◆ PROBLEM REQUIREMENTS
Every entry below is to be retyped exactly as it stands.

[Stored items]
=== Section Start ===

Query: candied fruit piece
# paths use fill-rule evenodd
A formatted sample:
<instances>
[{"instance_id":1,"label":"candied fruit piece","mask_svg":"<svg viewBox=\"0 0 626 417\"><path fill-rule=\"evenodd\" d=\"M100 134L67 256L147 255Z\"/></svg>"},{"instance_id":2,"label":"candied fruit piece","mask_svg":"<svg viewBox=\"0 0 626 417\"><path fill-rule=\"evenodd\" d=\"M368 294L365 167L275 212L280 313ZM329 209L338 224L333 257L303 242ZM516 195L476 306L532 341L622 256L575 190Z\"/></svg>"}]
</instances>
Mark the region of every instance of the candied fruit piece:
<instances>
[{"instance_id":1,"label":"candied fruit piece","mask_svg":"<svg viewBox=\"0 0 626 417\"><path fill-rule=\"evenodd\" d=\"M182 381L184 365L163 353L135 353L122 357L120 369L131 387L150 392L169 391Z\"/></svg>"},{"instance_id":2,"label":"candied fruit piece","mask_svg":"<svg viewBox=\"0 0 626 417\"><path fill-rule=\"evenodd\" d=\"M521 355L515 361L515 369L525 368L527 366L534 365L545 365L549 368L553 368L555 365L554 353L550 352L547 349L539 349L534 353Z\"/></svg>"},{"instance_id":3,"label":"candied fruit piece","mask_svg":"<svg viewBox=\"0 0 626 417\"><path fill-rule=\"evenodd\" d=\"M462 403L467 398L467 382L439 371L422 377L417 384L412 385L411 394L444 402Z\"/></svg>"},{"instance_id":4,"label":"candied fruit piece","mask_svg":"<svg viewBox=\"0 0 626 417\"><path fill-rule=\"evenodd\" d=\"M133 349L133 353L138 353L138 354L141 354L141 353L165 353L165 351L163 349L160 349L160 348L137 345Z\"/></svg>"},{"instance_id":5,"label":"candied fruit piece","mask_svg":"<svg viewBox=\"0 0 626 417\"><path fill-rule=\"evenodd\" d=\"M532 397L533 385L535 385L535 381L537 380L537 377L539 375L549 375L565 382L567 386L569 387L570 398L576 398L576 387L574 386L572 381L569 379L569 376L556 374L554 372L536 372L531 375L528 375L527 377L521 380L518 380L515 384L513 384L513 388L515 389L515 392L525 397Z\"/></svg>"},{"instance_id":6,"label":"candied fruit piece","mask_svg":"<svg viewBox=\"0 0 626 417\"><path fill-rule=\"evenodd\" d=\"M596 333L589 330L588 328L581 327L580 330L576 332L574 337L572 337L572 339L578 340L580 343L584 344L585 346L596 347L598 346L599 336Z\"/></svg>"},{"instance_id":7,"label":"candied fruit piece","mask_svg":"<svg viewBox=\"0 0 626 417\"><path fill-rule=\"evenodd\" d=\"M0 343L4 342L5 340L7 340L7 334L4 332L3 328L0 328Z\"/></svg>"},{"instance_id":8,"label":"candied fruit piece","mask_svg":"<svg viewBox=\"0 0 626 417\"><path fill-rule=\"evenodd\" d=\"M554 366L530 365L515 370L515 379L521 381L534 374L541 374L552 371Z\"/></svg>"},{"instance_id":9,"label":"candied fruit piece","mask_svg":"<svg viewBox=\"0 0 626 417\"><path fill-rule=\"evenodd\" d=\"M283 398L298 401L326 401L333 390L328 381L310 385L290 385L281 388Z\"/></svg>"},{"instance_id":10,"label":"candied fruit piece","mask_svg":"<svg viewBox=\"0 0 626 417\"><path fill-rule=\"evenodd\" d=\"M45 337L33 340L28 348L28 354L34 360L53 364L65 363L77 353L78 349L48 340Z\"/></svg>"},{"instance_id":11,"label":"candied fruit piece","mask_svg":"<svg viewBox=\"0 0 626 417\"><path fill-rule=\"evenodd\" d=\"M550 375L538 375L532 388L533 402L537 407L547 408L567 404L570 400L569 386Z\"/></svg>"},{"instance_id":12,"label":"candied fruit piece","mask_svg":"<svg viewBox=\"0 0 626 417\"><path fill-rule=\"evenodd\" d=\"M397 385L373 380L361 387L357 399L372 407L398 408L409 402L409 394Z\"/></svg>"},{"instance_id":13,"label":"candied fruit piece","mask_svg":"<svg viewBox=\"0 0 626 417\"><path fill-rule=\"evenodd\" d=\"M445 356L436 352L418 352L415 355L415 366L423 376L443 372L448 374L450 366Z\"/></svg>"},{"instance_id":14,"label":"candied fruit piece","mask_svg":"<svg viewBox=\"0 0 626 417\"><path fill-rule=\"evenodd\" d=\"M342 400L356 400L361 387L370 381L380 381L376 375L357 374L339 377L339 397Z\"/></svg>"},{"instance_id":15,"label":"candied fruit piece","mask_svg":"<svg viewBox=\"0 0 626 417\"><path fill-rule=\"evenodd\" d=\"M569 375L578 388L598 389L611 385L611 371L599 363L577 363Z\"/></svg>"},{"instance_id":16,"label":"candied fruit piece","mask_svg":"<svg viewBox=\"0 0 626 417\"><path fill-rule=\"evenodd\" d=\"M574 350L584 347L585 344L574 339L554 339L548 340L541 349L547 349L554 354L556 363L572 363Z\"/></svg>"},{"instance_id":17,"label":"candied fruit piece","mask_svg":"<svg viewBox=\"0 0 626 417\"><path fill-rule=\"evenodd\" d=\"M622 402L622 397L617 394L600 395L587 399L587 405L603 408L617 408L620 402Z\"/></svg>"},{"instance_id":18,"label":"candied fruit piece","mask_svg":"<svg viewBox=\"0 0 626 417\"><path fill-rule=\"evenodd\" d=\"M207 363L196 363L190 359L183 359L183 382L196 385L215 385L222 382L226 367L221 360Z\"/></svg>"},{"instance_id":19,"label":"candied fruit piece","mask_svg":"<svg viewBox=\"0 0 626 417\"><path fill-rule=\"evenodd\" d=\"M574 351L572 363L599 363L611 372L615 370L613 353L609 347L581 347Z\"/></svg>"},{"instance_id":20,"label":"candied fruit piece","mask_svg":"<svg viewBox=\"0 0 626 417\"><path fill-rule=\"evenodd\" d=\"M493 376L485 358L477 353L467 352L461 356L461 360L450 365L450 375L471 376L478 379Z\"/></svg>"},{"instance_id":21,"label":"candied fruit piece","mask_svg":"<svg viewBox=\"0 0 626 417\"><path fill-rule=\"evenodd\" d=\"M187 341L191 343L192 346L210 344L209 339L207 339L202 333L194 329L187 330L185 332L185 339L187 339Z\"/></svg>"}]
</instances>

=== Section End ===

◆ TASK RESULT
Query: candied fruit piece
# paths use fill-rule evenodd
A formatted sample:
<instances>
[{"instance_id":1,"label":"candied fruit piece","mask_svg":"<svg viewBox=\"0 0 626 417\"><path fill-rule=\"evenodd\" d=\"M100 134L67 256L147 255Z\"/></svg>"},{"instance_id":2,"label":"candied fruit piece","mask_svg":"<svg viewBox=\"0 0 626 417\"><path fill-rule=\"evenodd\" d=\"M368 294L365 167L275 212L280 313ZM329 209L338 224L333 257L303 242ZM516 195L476 306L532 341L622 256L575 190Z\"/></svg>"}]
</instances>
Mark the region of every instance of the candied fruit piece:
<instances>
[{"instance_id":1,"label":"candied fruit piece","mask_svg":"<svg viewBox=\"0 0 626 417\"><path fill-rule=\"evenodd\" d=\"M182 381L184 365L163 353L135 353L122 357L120 369L131 387L150 392L169 391Z\"/></svg>"},{"instance_id":2,"label":"candied fruit piece","mask_svg":"<svg viewBox=\"0 0 626 417\"><path fill-rule=\"evenodd\" d=\"M521 355L515 361L515 369L525 368L527 366L534 365L545 365L549 368L553 368L555 365L554 353L550 352L547 349L539 349L534 353Z\"/></svg>"},{"instance_id":3,"label":"candied fruit piece","mask_svg":"<svg viewBox=\"0 0 626 417\"><path fill-rule=\"evenodd\" d=\"M462 403L467 398L467 382L439 371L422 377L417 384L412 385L411 394L444 402Z\"/></svg>"},{"instance_id":4,"label":"candied fruit piece","mask_svg":"<svg viewBox=\"0 0 626 417\"><path fill-rule=\"evenodd\" d=\"M133 349L133 353L138 353L138 354L141 354L141 353L165 353L165 351L163 349L160 349L160 348L137 345Z\"/></svg>"},{"instance_id":5,"label":"candied fruit piece","mask_svg":"<svg viewBox=\"0 0 626 417\"><path fill-rule=\"evenodd\" d=\"M532 397L533 385L535 385L535 381L537 380L537 377L539 375L549 375L565 382L567 386L569 387L570 398L576 398L576 387L574 386L572 381L569 379L569 376L556 374L554 372L536 372L531 375L528 375L527 377L521 380L518 380L515 384L513 384L513 388L515 389L515 392L525 397Z\"/></svg>"},{"instance_id":6,"label":"candied fruit piece","mask_svg":"<svg viewBox=\"0 0 626 417\"><path fill-rule=\"evenodd\" d=\"M596 333L589 330L588 328L581 327L580 330L576 332L574 337L572 337L572 339L578 340L580 343L584 344L585 346L596 347L598 346L599 336Z\"/></svg>"},{"instance_id":7,"label":"candied fruit piece","mask_svg":"<svg viewBox=\"0 0 626 417\"><path fill-rule=\"evenodd\" d=\"M0 343L4 342L5 340L7 340L7 334L4 332L3 328L0 328Z\"/></svg>"},{"instance_id":8,"label":"candied fruit piece","mask_svg":"<svg viewBox=\"0 0 626 417\"><path fill-rule=\"evenodd\" d=\"M554 366L530 365L515 370L515 379L521 381L534 374L541 374L552 371Z\"/></svg>"},{"instance_id":9,"label":"candied fruit piece","mask_svg":"<svg viewBox=\"0 0 626 417\"><path fill-rule=\"evenodd\" d=\"M283 398L298 401L326 401L333 390L328 381L310 385L290 385L281 388Z\"/></svg>"},{"instance_id":10,"label":"candied fruit piece","mask_svg":"<svg viewBox=\"0 0 626 417\"><path fill-rule=\"evenodd\" d=\"M45 337L33 340L28 348L28 354L34 360L53 364L65 363L77 353L78 349L48 340Z\"/></svg>"},{"instance_id":11,"label":"candied fruit piece","mask_svg":"<svg viewBox=\"0 0 626 417\"><path fill-rule=\"evenodd\" d=\"M550 375L538 375L532 388L533 402L537 407L547 408L567 404L570 400L569 386Z\"/></svg>"},{"instance_id":12,"label":"candied fruit piece","mask_svg":"<svg viewBox=\"0 0 626 417\"><path fill-rule=\"evenodd\" d=\"M397 385L373 380L361 387L357 399L372 407L398 408L409 402L409 394Z\"/></svg>"},{"instance_id":13,"label":"candied fruit piece","mask_svg":"<svg viewBox=\"0 0 626 417\"><path fill-rule=\"evenodd\" d=\"M445 356L436 352L418 352L415 355L415 366L423 376L443 372L448 374L450 366Z\"/></svg>"},{"instance_id":14,"label":"candied fruit piece","mask_svg":"<svg viewBox=\"0 0 626 417\"><path fill-rule=\"evenodd\" d=\"M342 400L356 400L361 387L370 381L380 381L376 375L357 374L339 377L339 397Z\"/></svg>"},{"instance_id":15,"label":"candied fruit piece","mask_svg":"<svg viewBox=\"0 0 626 417\"><path fill-rule=\"evenodd\" d=\"M569 375L578 388L598 389L611 385L611 371L599 363L577 363Z\"/></svg>"},{"instance_id":16,"label":"candied fruit piece","mask_svg":"<svg viewBox=\"0 0 626 417\"><path fill-rule=\"evenodd\" d=\"M574 350L584 347L585 344L574 339L554 339L548 340L541 349L547 349L554 354L556 363L572 363Z\"/></svg>"},{"instance_id":17,"label":"candied fruit piece","mask_svg":"<svg viewBox=\"0 0 626 417\"><path fill-rule=\"evenodd\" d=\"M622 402L622 397L617 394L600 395L587 399L587 405L603 408L617 408L620 402Z\"/></svg>"},{"instance_id":18,"label":"candied fruit piece","mask_svg":"<svg viewBox=\"0 0 626 417\"><path fill-rule=\"evenodd\" d=\"M207 363L196 363L190 359L183 359L183 382L196 385L215 385L222 382L226 367L221 360Z\"/></svg>"},{"instance_id":19,"label":"candied fruit piece","mask_svg":"<svg viewBox=\"0 0 626 417\"><path fill-rule=\"evenodd\" d=\"M574 351L572 363L599 363L611 372L615 370L613 353L609 347L581 347Z\"/></svg>"},{"instance_id":20,"label":"candied fruit piece","mask_svg":"<svg viewBox=\"0 0 626 417\"><path fill-rule=\"evenodd\" d=\"M493 376L485 358L477 353L467 352L461 356L461 360L450 365L450 375L471 376L478 379Z\"/></svg>"},{"instance_id":21,"label":"candied fruit piece","mask_svg":"<svg viewBox=\"0 0 626 417\"><path fill-rule=\"evenodd\" d=\"M187 341L191 343L192 346L210 344L209 339L207 339L202 333L194 329L187 330L185 332L185 339L187 339Z\"/></svg>"}]
</instances>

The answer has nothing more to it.